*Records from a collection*
....

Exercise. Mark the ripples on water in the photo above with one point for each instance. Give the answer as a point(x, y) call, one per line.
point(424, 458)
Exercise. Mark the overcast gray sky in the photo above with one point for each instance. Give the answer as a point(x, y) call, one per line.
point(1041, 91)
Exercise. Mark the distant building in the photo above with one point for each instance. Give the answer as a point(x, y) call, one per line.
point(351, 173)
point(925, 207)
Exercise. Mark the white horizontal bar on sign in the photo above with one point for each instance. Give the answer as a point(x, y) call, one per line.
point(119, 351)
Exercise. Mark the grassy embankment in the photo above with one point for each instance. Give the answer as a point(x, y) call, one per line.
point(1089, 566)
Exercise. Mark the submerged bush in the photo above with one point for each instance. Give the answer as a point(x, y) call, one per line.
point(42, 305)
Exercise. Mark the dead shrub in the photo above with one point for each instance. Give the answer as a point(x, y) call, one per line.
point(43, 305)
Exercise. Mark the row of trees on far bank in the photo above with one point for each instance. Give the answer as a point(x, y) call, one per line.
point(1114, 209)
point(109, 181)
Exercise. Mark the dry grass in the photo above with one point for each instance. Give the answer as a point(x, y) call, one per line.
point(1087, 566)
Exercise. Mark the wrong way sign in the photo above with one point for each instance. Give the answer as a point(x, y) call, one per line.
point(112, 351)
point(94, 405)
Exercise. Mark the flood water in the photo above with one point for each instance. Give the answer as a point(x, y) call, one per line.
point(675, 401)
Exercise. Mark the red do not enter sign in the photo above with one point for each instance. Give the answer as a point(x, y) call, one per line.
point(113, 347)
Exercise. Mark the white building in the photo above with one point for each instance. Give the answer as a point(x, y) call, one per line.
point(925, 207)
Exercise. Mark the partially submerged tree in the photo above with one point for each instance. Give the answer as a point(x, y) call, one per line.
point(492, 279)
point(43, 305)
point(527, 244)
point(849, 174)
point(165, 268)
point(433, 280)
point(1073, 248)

....

*WHAT TO WORK ON*
Exactly reproduce the lines from the one containing "Exercise. Mark the partially" through the end of the records, and only those lines.

*RESULT FOR THIS TASK*
Exercise. Mark the partially submerged tree in the photo above with one point for each instance. Give the answer as a point(x, y) call, one per line.
point(492, 279)
point(43, 305)
point(527, 244)
point(849, 174)
point(165, 268)
point(433, 280)
point(1073, 248)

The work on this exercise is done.